◆ Reading text ◆
------------

Ronnie Harris, Jr. (born June 3, 1992) is a professional gridiron football wide receiver for the Ottawa Redblacks of the Canadian Football League (CFL). He attended the University of New Hampshire where he played for the New Hampshire Wildcats from 2010 to 2014.

Professional career

National Football League
After going un-drafted in the 2015 NFL Draft he signed with the New Orleans Saints of the National Football League (NFL), but was released before the 2015 season began and joined the team's practice roster. After being released from the Saints' practice roster in October 2015, he was signed by the Atlanta Falcons in December to their practice roster where he remained for the 2015 season. During the following off-season, he re-signed with the Saints for the 2016 season, but was again released following the pre-season games.

Canadian Football League
Harris signed with the Toronto Argonauts on February 1, 2017. He was released following mini camp on May 1, 2017, but was then signed by the BC Lions on May 23, 2017. He played in two pre-season games with the Lions, recording two catches for 47 yards and one touchdown, but was released on June 17, 2017 as part of final training camp cuts. Shortly after, he was signed by the Winnipeg Blue Bombers on June 21, 2017 to their practice roster, but was released again on June 30, 2017. Harris was then signed by the Ottawa Redblacks on July 11, 2017 and spent the season on the practice roster and suspended list.

------------

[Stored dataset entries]
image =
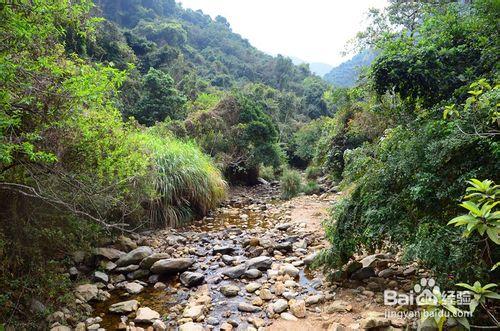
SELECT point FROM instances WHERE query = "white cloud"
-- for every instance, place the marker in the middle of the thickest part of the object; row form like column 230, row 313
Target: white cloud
column 313, row 30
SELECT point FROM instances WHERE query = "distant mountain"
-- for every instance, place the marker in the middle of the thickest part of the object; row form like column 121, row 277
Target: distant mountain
column 318, row 68
column 347, row 73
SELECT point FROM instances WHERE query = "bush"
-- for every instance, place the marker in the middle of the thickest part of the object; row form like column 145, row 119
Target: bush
column 311, row 188
column 313, row 172
column 291, row 184
column 267, row 172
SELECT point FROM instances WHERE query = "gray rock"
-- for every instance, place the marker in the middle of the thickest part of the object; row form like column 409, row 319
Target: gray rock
column 101, row 277
column 147, row 262
column 135, row 256
column 124, row 307
column 133, row 288
column 222, row 249
column 248, row 308
column 87, row 292
column 146, row 315
column 260, row 262
column 170, row 266
column 235, row 272
column 229, row 290
column 280, row 306
column 110, row 253
column 190, row 279
column 308, row 260
column 363, row 273
column 253, row 273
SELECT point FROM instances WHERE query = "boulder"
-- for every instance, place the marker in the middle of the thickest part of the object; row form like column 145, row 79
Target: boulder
column 260, row 262
column 124, row 307
column 147, row 262
column 248, row 308
column 190, row 279
column 87, row 292
column 190, row 326
column 134, row 288
column 170, row 266
column 135, row 256
column 146, row 315
column 235, row 272
column 363, row 273
column 280, row 306
column 298, row 308
column 109, row 253
column 229, row 290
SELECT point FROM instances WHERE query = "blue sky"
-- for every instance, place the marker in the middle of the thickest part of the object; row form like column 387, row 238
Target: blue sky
column 312, row 30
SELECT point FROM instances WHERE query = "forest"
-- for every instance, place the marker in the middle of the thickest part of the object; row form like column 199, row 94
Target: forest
column 124, row 123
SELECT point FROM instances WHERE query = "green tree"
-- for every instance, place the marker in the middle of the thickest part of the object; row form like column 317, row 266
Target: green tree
column 159, row 100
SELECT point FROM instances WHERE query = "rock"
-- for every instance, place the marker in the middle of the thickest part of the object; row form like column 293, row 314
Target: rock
column 337, row 327
column 147, row 262
column 222, row 249
column 409, row 271
column 146, row 315
column 352, row 267
column 138, row 274
column 308, row 260
column 386, row 273
column 127, row 269
column 212, row 321
column 36, row 307
column 290, row 270
column 87, row 292
column 226, row 327
column 101, row 277
column 126, row 243
column 338, row 306
column 124, row 307
column 363, row 273
column 265, row 294
column 133, row 288
column 248, row 308
column 298, row 308
column 253, row 273
column 252, row 287
column 283, row 226
column 159, row 325
column 135, row 256
column 190, row 326
column 169, row 266
column 260, row 262
column 194, row 312
column 372, row 260
column 235, row 272
column 229, row 290
column 109, row 253
column 60, row 328
column 288, row 317
column 374, row 320
column 190, row 279
column 280, row 306
column 79, row 257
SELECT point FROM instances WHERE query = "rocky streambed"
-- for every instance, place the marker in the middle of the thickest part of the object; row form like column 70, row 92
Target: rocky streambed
column 244, row 267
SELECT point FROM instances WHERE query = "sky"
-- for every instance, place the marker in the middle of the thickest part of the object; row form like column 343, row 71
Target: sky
column 312, row 30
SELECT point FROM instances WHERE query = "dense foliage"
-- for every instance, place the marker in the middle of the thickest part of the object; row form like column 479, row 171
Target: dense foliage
column 407, row 166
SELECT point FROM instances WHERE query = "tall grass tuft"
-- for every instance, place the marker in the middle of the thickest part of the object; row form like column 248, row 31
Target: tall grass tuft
column 291, row 184
column 186, row 182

------------

◆ List of tasks ◆
a – Based on the Ronnie Harris biography, do these statements agree with it? (i) Harris was selected in the 2015 NFL Draft. (ii) The BC Lions signed Harris on May 23, 2017. (iii) Harris played for the New Hampshire Wildcats from 2010 to 2014.
b – Extend the Ronnie Harris biography beyond its final sentence.

◆ Written answers ◆
a –
(i) No: "After going un-drafted in the 2015 NFL Draft"
(ii) Yes: "was then signed by the BC Lions on May 23, 2017"
(iii) Yes: "he played for the New Hampshire Wildcats from 2010 to 2014"

b –
During the 2018 season, Harris was promoted to the active roster for the Redblacks and played in his first professional football game on July 6, 2018 where he had one catch for 10 yards. He scored his first touchdown on a 14-yard reception from Trevor Harris against the Montreal Alouettes on August 11, 2018. He finished the year having played in 16 regular season games recording 49 receptions for 697 yards and two touchdowns. In 2019, he solidified himself as a starter with the Redblacks and played in 14 regular season games while catching 62 passes for 774 receiving yards and two touchdowns. As a pending free agent in 2020, Harris re-signed with the Redblacks on February 5, 2020 to a one-year contract. After the 2020 CFL season was cancelled, he signed another contract extension with the Redblacks on January 15, 2021. Harris continued to be one of the Redblacks' best receivers during the 2021 season, playing in all 14 regular season games and catching 46 passes for 595 yards. Following the season Harris and Ottawa agreed to a one-year contract extension. Harris was released on February 14, 2023.

Personal life
Harris was born in Würzburg, Germany to Ronnie Sr. and Annette Harris, former members of the military, but grew up in Odenton, Maryland.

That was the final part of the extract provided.